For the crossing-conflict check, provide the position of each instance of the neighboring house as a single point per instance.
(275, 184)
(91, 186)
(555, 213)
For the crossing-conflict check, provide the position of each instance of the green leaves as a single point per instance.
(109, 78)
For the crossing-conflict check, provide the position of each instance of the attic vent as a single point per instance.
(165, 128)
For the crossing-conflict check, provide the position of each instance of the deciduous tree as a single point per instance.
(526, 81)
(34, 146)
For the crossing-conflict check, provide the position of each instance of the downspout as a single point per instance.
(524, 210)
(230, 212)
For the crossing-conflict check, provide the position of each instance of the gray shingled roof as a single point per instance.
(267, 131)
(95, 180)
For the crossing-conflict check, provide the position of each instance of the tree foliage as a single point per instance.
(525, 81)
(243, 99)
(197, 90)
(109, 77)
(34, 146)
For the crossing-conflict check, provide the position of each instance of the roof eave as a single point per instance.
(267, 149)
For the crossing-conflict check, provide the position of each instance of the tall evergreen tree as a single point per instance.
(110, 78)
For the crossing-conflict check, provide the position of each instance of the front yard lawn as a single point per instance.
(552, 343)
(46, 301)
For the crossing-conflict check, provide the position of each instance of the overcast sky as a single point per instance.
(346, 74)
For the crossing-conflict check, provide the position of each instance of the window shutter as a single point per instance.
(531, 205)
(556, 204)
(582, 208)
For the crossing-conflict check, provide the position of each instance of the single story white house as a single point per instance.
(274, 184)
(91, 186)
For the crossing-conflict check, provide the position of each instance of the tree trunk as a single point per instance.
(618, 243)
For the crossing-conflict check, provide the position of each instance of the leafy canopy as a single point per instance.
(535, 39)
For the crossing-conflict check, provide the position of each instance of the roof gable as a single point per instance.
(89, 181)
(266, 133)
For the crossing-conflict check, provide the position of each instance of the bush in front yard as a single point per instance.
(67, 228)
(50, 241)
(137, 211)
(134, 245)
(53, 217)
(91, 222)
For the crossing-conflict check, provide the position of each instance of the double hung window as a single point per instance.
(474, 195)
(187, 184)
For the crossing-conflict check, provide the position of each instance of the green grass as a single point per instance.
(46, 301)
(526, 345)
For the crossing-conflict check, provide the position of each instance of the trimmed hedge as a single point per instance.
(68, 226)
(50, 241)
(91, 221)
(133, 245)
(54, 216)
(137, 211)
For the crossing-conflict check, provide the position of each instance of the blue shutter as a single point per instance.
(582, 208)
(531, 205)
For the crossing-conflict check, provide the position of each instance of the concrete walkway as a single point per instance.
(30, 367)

# # # #

▶ **AIM OF THE EXERCISE**:
All records above are to be printed exactly, with nothing omitted.

▶ **TASK RESULT**:
For the crossing-conflict check, provide the position of each instance of the neighboring house as a single point per instance.
(275, 184)
(91, 186)
(555, 213)
For the crossing-conflict check, provide the position of each instance of the green leaves as a single point per instance.
(109, 78)
For the crossing-conflict check, provide the position of each instance of the attic vent as a single point per instance.
(165, 128)
For the crossing-conflict check, provide the position of each instance of the deciduous tree as a single point per instance.
(526, 81)
(34, 146)
For the crossing-conflict check, provide the position of each instance of the downspout as a single point per instance.
(524, 210)
(230, 212)
For the crossing-conflict check, provide the position of each instance of the gray shingled roof as a single point per instance.
(267, 131)
(95, 180)
For the crossing-conflict check, provide the position of each instance of the tree foliage as a single point per instance.
(525, 81)
(243, 99)
(197, 90)
(109, 77)
(34, 146)
For the crossing-conflict check, provide the position of each instance of the roof eave as a single point per instance.
(267, 149)
For the crossing-conflict check, provide the position of each instance of the tall evergreen tree as a single point per instance.
(110, 78)
For the crossing-conflict check, provide the position of each instance of the front yard lawn as a single point per instance.
(552, 343)
(46, 301)
For the crossing-conflict check, provide the position of each instance of the overcast sky as a single point per instance.
(346, 74)
For the crossing-conflict check, provide the position of each instance of the window shutter as a single point per instance.
(531, 205)
(556, 204)
(582, 208)
For the crossing-conflict check, provide the position of each instance of the single story white house as a single point per instance.
(274, 184)
(91, 186)
For the crossing-conflict check, provide the position of each instance of the tree trunk as a single point per instance.
(618, 243)
For the crossing-conflict check, provide the position of each instance of the leafy canopy as a single point per instance.
(535, 39)
For the crossing-conflict check, provide the position of each instance of the roof gable as a single point per instance.
(89, 181)
(266, 133)
For the crossing-conflict check, provide the position of each instance of the bush in front yard as a single point per instance.
(67, 228)
(50, 241)
(137, 211)
(134, 245)
(53, 217)
(91, 222)
For the crossing-conflict check, provide the position of each instance of the double hung window as a single point per instance.
(474, 195)
(187, 184)
For the crossing-conflict check, provide the position of each instance of the green grass as a single point per instance.
(46, 301)
(526, 345)
For the crossing-conflict check, provide the position of each instance of the trimmed hedge as a single point per instance.
(68, 226)
(50, 241)
(91, 221)
(133, 245)
(54, 216)
(137, 211)
For the crossing-conflict check, provide the position of each instance of the blue shutter as a single point per instance.
(582, 208)
(531, 205)
For the crossing-conflict check, provide the position of each instance of the concrete walkway as a single point per instance.
(30, 367)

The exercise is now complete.